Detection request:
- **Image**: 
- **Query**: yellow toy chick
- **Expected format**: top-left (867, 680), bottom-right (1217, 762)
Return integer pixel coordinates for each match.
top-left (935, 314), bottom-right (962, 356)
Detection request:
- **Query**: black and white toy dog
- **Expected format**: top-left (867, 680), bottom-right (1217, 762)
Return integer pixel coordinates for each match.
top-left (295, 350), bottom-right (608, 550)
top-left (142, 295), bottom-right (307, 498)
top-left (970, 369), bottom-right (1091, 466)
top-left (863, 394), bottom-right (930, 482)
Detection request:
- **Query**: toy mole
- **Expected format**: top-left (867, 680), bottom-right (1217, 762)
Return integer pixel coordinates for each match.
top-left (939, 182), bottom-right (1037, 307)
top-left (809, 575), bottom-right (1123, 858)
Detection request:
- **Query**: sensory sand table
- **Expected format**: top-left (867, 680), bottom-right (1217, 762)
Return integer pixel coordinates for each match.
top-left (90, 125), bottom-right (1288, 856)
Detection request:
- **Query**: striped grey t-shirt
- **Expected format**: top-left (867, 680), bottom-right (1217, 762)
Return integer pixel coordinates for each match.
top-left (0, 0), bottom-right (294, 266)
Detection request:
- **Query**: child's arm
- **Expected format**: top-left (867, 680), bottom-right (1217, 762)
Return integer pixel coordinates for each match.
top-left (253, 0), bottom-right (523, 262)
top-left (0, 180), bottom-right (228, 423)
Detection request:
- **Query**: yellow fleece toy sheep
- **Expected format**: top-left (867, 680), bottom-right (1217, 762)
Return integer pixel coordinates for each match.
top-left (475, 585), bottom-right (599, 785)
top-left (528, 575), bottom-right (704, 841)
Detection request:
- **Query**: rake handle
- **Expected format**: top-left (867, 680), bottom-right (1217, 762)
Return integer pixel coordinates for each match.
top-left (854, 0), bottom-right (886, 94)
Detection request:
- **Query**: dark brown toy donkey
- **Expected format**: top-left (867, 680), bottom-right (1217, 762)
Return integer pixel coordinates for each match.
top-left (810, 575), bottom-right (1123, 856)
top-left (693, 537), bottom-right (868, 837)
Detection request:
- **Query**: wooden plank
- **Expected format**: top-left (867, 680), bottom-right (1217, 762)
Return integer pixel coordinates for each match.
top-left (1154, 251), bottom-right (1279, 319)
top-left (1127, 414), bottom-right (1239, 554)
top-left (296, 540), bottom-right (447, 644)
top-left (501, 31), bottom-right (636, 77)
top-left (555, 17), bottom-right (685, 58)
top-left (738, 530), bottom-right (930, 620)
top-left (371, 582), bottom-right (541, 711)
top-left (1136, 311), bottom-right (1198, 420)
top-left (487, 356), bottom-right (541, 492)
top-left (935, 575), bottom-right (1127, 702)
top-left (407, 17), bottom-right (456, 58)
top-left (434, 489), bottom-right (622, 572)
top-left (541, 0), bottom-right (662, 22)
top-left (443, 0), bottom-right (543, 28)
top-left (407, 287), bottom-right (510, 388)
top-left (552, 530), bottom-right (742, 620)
--- --- ---
Stated goal
Could you return, word for word, the rows above, starting at their very first line and stopping after the line that contains "top-left (935, 314), bottom-right (962, 356)"?

Solution to the problem
Detection request:
- **Image**: 
- **Query**: yellow toy chick
- **Expected format**: top-left (867, 680), bottom-right (1217, 762)
Return integer pixel coordinates for each match.
top-left (935, 314), bottom-right (962, 356)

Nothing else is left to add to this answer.